**DOCUMENT EXCERPT**:
++++++++++++++++++++

Amend title to conform.
Rep. KENNEDY spoke against the Bill.
Rep. WILKES spoke in favor of the Bill.
Rep. WHITE spoke against the Bill.
Rep. McABEE proposed the following Amendment No. 5 (Doc Name P:\amend\GJK\22235HTC.96), which was tabled.
Amend the bill, as and if amended, by adding an appropriately numbered section to read:
/SECTION . Chapter 10, Title 12 of the 1976 Code is amended by adding:
"Section 12-10-75. The provisions of Section 12-14-50 apply in an enterprise zone in the same manner that the benefits allowed pursuant to that section apply in economic impact zones as provided in Chapter 14 of this title, mutatis mutandis."/
Renumber sections to conform.
Amend title to conform.
Rep. McABEE explained the amendment.
Rep. HARRELL spoke against the amendment.
Rep. McABEE spoke in favor of the amendment.
Rep. HARRELL moved to table the amendment.

++++++++++++++++++++

**DIRECTIVE**:
Pick up the legislative journal excerpt on the bill's amendments after its last line and continue it.

**DATA BLOCK**:

++++++++++++++++++++

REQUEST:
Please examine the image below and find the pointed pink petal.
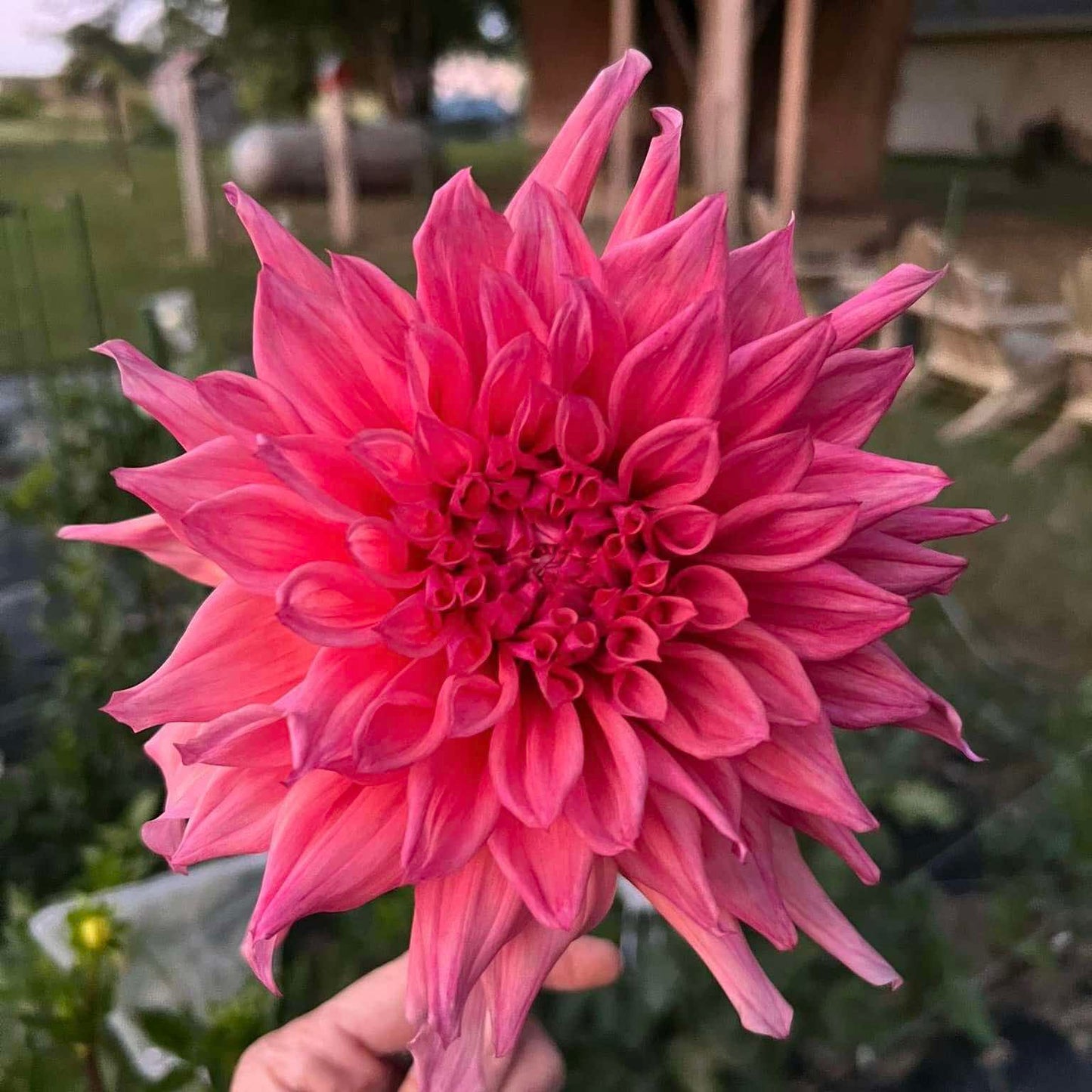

++++++++++++++++++++

**REPLY TO THE TASK**:
Those who voted in the affirmative are:
Allison Brown, H. Cain Cato Cooper Cotty Dantzler Davenport Easterday Fulmer Gamble Hallman Harrell Harris, J. Harrison Herdklotz Hutson Jaskwhich Keegan Kelley Klauber Knotts Koon Lanford Law Lee Limehouse Marchbanks Mason McCraw McKay Meacham Phillips Quinn Rice Riser Robinson Sandifer Seithel Sharpe Shissias Simrill Smith, D. Smith, R. Thomas Tripp Trotter Vaughn Walker Wells Whatley Wilkins Witherspoon Wofford Worley Wright Young Young-Brickell
Those who voted in the negative are:
Anderson Bailey Baxley Boan Breeland Brown, G. Brown, T. Byrd Canty Carnell Cave Chamblee Clyburn Cobb-Hunter Delleney Fleming Govan Harris, P. Harvin Hines, J. Hines, M. Howard Inabinett Jennings Kennedy Keyserling Kirsh Limbaugh Littlejohn Lloyd Martin McAbee McElveen McMahand McTeer Moody-Lawrence
Neal Neilson Richardson Rogers Scott Sheheen Spearman Stille Stoddard Stuart Townsend Tucker Waldrop Whipper, L. Whipper, S. White Wilder Wilkes Williams
So, the amendment was tabled.
Reps. NEAL, SCOTT and KENNEDY spoke against the Bill.
Reps. JENNINGS, RICHARDSON, G. BROWN and WILKES spoke in favor of the Bill.
The question then recurred to the passage of the Bill, as amended, on second reading.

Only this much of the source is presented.